Recorded data
========================================================================

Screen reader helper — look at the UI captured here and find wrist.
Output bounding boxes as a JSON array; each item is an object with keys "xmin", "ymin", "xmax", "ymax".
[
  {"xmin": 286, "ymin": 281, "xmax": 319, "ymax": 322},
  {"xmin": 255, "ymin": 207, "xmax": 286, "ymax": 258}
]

========================================================================

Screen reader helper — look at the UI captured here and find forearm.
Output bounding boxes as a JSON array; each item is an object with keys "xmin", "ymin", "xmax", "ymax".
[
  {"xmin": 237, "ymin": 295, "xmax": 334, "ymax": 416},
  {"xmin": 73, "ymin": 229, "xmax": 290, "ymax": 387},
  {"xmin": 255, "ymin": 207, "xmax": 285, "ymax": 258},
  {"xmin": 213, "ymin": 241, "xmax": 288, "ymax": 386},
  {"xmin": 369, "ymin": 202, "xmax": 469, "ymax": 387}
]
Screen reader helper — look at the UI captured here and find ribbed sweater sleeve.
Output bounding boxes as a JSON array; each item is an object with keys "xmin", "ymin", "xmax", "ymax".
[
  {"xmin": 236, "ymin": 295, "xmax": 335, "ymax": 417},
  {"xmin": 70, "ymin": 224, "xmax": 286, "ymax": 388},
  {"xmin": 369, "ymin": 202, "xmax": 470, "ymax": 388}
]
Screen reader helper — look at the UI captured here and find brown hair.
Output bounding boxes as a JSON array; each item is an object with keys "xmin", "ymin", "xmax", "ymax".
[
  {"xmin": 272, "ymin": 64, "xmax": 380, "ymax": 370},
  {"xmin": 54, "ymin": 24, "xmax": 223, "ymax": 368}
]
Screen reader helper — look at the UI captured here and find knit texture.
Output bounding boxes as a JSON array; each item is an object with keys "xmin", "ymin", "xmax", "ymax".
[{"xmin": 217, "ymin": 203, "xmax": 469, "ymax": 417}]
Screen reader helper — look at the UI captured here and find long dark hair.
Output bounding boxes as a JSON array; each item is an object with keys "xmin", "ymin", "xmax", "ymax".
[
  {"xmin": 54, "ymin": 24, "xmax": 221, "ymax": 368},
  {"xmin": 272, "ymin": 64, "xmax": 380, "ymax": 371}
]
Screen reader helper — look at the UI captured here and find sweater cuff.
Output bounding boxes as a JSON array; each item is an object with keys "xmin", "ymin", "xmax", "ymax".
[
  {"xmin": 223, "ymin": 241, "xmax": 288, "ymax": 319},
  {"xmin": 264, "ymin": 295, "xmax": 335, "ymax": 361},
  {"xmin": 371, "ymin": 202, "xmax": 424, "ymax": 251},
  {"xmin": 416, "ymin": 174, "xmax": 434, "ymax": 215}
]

========================================================================

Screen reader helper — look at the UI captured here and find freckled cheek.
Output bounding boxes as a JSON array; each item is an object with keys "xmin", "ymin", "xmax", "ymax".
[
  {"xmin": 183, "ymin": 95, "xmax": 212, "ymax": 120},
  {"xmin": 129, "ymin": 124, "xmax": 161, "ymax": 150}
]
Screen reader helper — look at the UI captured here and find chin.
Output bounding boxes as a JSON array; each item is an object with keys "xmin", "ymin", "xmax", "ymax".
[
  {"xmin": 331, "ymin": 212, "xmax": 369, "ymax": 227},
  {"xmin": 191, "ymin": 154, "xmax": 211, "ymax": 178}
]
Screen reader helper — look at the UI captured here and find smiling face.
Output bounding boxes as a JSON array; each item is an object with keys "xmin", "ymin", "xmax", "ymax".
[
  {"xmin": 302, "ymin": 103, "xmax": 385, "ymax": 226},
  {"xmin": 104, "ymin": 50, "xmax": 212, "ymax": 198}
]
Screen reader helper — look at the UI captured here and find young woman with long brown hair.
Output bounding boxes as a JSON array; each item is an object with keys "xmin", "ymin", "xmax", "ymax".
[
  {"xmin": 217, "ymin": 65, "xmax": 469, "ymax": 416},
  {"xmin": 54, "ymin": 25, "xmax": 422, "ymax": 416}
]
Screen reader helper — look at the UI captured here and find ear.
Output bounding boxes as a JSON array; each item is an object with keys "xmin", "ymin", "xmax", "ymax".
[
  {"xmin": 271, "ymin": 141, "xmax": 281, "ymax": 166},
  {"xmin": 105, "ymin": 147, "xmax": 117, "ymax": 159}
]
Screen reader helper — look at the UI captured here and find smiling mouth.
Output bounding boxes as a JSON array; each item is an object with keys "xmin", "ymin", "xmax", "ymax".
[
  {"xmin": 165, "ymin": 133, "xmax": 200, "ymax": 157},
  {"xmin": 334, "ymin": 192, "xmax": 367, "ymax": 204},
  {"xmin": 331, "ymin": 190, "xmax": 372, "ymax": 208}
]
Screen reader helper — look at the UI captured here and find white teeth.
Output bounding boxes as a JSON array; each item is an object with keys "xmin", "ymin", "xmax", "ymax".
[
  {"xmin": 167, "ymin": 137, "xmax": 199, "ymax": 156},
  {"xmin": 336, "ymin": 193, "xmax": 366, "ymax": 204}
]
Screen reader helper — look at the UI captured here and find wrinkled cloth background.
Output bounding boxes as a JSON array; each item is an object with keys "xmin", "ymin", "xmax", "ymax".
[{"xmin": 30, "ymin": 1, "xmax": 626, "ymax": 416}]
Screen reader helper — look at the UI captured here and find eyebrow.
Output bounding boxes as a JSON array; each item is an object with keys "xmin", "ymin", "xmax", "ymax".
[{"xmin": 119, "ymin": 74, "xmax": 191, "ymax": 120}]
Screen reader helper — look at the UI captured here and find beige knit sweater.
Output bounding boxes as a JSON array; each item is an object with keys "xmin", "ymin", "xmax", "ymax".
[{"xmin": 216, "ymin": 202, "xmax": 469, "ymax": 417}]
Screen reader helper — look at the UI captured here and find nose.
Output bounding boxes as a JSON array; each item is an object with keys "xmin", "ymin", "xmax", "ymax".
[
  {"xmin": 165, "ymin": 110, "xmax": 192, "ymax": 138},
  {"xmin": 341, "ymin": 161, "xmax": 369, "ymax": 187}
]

========================================================================

● How to complete this task: All that is needed is the exact run of lines above from the line containing "and find ear." through the line containing "wrinkled cloth background.", both of them included.

● Task output:
Screen reader helper — look at the UI captured here and find ear.
Output bounding boxes as a JSON array; each item is an object with keys "xmin", "ymin", "xmax", "ymax".
[
  {"xmin": 271, "ymin": 141, "xmax": 281, "ymax": 166},
  {"xmin": 105, "ymin": 147, "xmax": 117, "ymax": 159}
]
Screen reader helper — look at the UI captured here and find smiling mouth.
Output bounding boxes as a JSON array; each item is an object with keys "xmin", "ymin", "xmax", "ymax".
[
  {"xmin": 165, "ymin": 133, "xmax": 200, "ymax": 157},
  {"xmin": 334, "ymin": 192, "xmax": 367, "ymax": 204},
  {"xmin": 331, "ymin": 190, "xmax": 372, "ymax": 208}
]
Screen reader helper — look at the UI captured here and find white teeth.
Output bounding boxes as a JSON array; each item is an object with keys "xmin", "ymin", "xmax", "ymax".
[
  {"xmin": 167, "ymin": 137, "xmax": 199, "ymax": 156},
  {"xmin": 336, "ymin": 193, "xmax": 366, "ymax": 204}
]
Screen reader helper — look at the UI captured here and find wrinkled cloth background.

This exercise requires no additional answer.